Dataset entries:
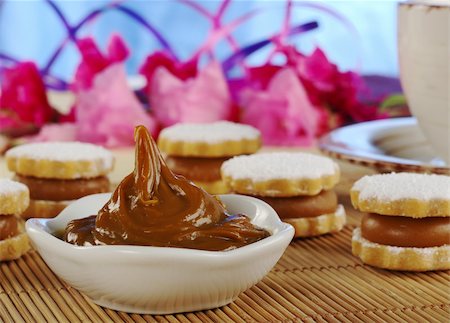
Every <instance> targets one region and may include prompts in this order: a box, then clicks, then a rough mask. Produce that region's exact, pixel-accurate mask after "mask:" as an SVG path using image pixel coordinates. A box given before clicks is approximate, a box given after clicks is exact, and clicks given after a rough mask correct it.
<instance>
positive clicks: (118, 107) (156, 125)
mask: <svg viewBox="0 0 450 323" xmlns="http://www.w3.org/2000/svg"><path fill="white" fill-rule="evenodd" d="M75 113H76V124H77V139H78V140H81V141H88V142H92V143H97V144H102V145H104V146H108V147H120V146H127V145H133V142H134V141H133V132H134V127H135V126H137V125H144V126H146V127H147V128H148V129H149V131H150V132H152V134H153V135H155V134H156V131H157V125H156V122H155V120H154V119H153V118H151V117H150V115H148V114H147V113H146V112H145V111H144V109H143V107H142V105H141V104H140V103H139V101H138V100H137V98H136V96H135V95H134V93H133V92H132V91H131V89H129V87H128V85H127V79H126V74H125V68H124V66H123V64H120V63H116V64H113V65H110V66H108V67H107V68H106V69H105V70H103V71H102V72H100V73H98V74H97V75H96V76H95V78H94V79H93V84H92V87H91V88H90V89H87V90H83V91H79V92H78V94H77V103H76V111H75Z"/></svg>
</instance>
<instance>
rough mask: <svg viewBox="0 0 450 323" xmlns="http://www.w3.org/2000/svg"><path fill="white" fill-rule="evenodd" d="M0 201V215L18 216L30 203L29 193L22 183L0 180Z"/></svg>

▶ **EXERCISE INSTRUCTIONS**
Copy all the data exactly as written, but skip any picture.

▶ **ANSWER BOX**
Every <instance> targets one region and may include prompts in this order: a box, then clicks, then a rough mask. Produce that region's exact, pixel-accurate mask after "mask:" as an SVG path using image pixel coordinates. A box given before clicks is approximate, a box given after clicks is exact, and clicks given after a rough mask correct it.
<instance>
positive clicks: (118, 107) (156, 125)
mask: <svg viewBox="0 0 450 323" xmlns="http://www.w3.org/2000/svg"><path fill="white" fill-rule="evenodd" d="M75 113H76V124H77V139H78V140H81V141H88V142H92V143H97V144H102V145H104V146H108V147H120V146H127V145H133V142H134V141H133V132H134V127H135V126H137V125H144V126H146V127H147V128H148V129H149V131H150V132H152V134H153V135H155V134H156V131H157V125H156V122H155V120H154V119H153V118H151V117H150V115H148V114H147V113H146V112H145V111H144V109H143V107H142V105H141V104H140V103H139V101H138V100H137V98H136V96H135V95H134V93H133V92H132V91H131V89H129V87H128V85H127V79H126V74H125V68H124V66H123V64H120V63H116V64H113V65H110V66H108V67H107V68H106V69H105V70H103V71H102V72H100V73H98V74H97V75H96V76H95V78H94V79H93V84H92V87H91V88H90V89H87V90H83V91H79V92H78V94H77V103H76V111H75Z"/></svg>
</instance>
<instance>
rough mask: <svg viewBox="0 0 450 323" xmlns="http://www.w3.org/2000/svg"><path fill="white" fill-rule="evenodd" d="M0 201V215L18 216L30 203L29 193L22 183L0 180Z"/></svg>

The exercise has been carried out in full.